▸ WRITTEN REQUEST
Copy out all of the items below word for word, leaving out the picture.

▸ SUPPLIED MATERIAL
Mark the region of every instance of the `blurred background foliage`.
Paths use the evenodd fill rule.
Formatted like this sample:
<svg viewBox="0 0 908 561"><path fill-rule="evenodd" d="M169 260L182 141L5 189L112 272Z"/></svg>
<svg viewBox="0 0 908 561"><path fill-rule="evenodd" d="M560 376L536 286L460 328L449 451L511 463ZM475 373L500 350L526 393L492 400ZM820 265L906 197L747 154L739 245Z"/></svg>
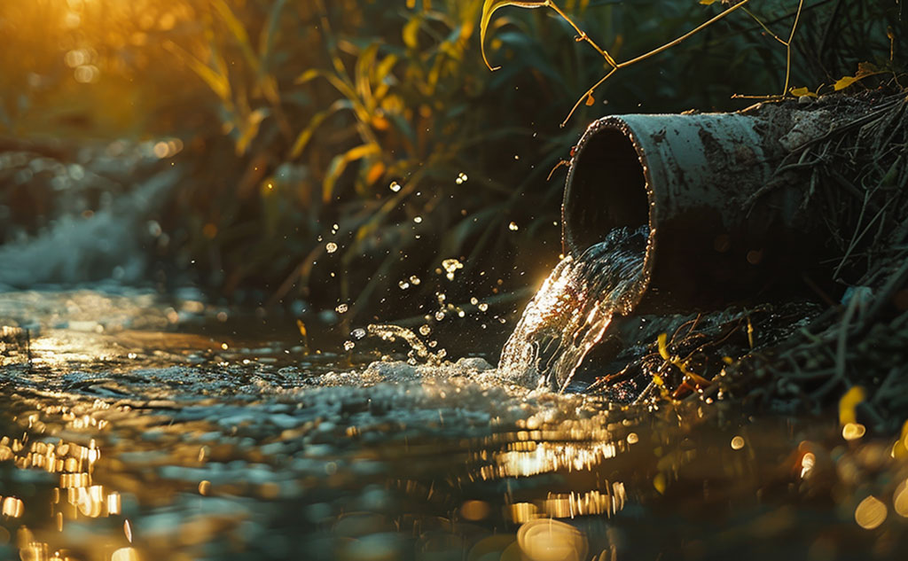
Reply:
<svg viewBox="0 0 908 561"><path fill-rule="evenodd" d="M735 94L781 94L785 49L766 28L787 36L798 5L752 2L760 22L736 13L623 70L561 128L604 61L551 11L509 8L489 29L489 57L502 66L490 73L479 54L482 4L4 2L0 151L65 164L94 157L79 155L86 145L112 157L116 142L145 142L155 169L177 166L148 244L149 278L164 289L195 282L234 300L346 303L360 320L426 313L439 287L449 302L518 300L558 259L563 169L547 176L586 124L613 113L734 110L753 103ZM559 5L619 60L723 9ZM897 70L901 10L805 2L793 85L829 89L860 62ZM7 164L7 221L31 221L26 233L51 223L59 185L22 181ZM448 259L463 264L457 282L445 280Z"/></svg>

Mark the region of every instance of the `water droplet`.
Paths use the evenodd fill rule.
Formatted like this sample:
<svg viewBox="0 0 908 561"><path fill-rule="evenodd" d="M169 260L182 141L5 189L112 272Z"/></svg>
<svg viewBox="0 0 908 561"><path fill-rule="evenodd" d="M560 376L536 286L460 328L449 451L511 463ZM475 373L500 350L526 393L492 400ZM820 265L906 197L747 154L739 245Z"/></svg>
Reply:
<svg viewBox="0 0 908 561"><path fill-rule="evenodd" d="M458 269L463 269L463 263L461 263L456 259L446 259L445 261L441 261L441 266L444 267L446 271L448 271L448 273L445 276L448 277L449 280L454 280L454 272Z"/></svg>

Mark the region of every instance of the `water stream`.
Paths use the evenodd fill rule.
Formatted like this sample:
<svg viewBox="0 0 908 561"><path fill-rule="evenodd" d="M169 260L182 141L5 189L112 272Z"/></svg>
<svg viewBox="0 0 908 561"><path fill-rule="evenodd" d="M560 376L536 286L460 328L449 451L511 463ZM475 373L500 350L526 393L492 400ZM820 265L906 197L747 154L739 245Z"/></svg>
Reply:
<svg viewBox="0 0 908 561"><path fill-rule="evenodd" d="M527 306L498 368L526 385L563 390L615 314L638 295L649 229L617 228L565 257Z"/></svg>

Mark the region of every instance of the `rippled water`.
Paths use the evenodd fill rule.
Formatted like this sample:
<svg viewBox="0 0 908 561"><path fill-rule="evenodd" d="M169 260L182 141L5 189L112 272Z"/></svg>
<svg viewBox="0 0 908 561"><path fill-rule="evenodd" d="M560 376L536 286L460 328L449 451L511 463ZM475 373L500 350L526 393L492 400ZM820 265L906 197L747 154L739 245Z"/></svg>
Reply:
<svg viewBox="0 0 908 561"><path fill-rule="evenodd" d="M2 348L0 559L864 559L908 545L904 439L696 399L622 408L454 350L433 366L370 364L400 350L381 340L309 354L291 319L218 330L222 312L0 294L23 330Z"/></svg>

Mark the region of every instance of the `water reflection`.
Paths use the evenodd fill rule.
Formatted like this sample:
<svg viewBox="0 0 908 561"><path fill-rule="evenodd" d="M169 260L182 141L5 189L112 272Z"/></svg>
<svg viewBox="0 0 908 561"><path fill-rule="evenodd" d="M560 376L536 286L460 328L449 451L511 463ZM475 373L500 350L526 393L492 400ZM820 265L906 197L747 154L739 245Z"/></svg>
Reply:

▸ EXERCISE ANSWER
Mark the region of every instance of the `blurred background foliage`.
Paths use the evenodd fill rule.
Formatted like this sample:
<svg viewBox="0 0 908 561"><path fill-rule="evenodd" d="M169 260L182 141L5 189L112 272Z"/></svg>
<svg viewBox="0 0 908 561"><path fill-rule="evenodd" d="M560 376L536 286L460 328L449 451L511 463ZM475 373L500 350L526 393L492 400ZM820 265L906 197L747 154L739 245Z"/></svg>
Reply:
<svg viewBox="0 0 908 561"><path fill-rule="evenodd" d="M735 94L781 94L785 49L766 28L787 36L798 5L752 2L760 22L736 13L623 70L561 128L604 61L551 11L509 8L489 29L489 57L502 66L490 73L479 54L482 4L4 2L0 151L65 164L94 157L79 155L86 145L112 157L116 142L145 142L155 169L177 166L148 244L149 278L164 289L195 282L234 300L346 303L360 320L426 313L439 287L449 302L518 300L558 259L563 169L547 176L586 124L613 113L734 110L753 103ZM559 5L619 60L723 9ZM897 70L901 10L805 2L793 85L829 89L860 62ZM7 164L7 221L31 221L26 233L51 223L59 185L22 181ZM448 259L463 264L457 282L445 280Z"/></svg>

Mark the region of every instance of the `water droplet`.
Paths use the evenodd fill rule.
Formatted like this sample:
<svg viewBox="0 0 908 561"><path fill-rule="evenodd" d="M169 260L182 141L5 189L112 272Z"/></svg>
<svg viewBox="0 0 908 561"><path fill-rule="evenodd" d="M560 376L536 286L460 328L449 451L511 463ZM475 373L500 350L526 393L492 400ZM820 265L906 197L747 154L739 245Z"/></svg>
Reply:
<svg viewBox="0 0 908 561"><path fill-rule="evenodd" d="M458 269L463 269L463 263L461 263L456 259L446 259L445 261L441 261L441 266L444 267L446 271L448 271L448 273L445 276L448 277L449 280L454 280L454 272Z"/></svg>

Mark the region of every instance of the `water stream`.
Paths use the evenodd fill rule.
Formatted like this sample:
<svg viewBox="0 0 908 561"><path fill-rule="evenodd" d="M169 260L182 141L5 189L112 272Z"/></svg>
<svg viewBox="0 0 908 561"><path fill-rule="evenodd" d="M560 376L536 286L460 328L449 451L511 463ZM475 373L500 350L526 393L492 400ZM820 265L906 197L747 154L739 245Z"/></svg>
Reply:
<svg viewBox="0 0 908 561"><path fill-rule="evenodd" d="M527 306L498 368L526 385L563 390L615 314L638 295L649 229L617 228L565 257Z"/></svg>

Mark the region of every instance of the `rippled water`.
Paths use the evenodd fill rule.
Formatted like this sample:
<svg viewBox="0 0 908 561"><path fill-rule="evenodd" d="M169 260L182 141L5 189L112 272Z"/></svg>
<svg viewBox="0 0 908 561"><path fill-rule="evenodd" d="M560 376L536 286L460 328L449 451L511 463ZM475 373L500 350L526 393L492 400ZM820 265L906 197L747 154L739 245Z"/></svg>
Reply:
<svg viewBox="0 0 908 561"><path fill-rule="evenodd" d="M2 348L0 559L864 559L908 545L904 439L696 399L622 408L454 350L433 366L370 364L400 350L381 340L309 354L291 319L218 330L222 312L0 294L23 330Z"/></svg>

Mark the region of every instance of the `water reflection`.
Paths use the evenodd fill rule.
Formatted like this sample:
<svg viewBox="0 0 908 561"><path fill-rule="evenodd" d="M169 260L182 141L5 189L112 272Z"/></svg>
<svg viewBox="0 0 908 561"><path fill-rule="evenodd" d="M560 376L536 286L460 328L449 451L511 463ZM475 373L500 350L526 393L492 400ZM820 265L906 197L747 154L739 245Z"/></svg>
Reply:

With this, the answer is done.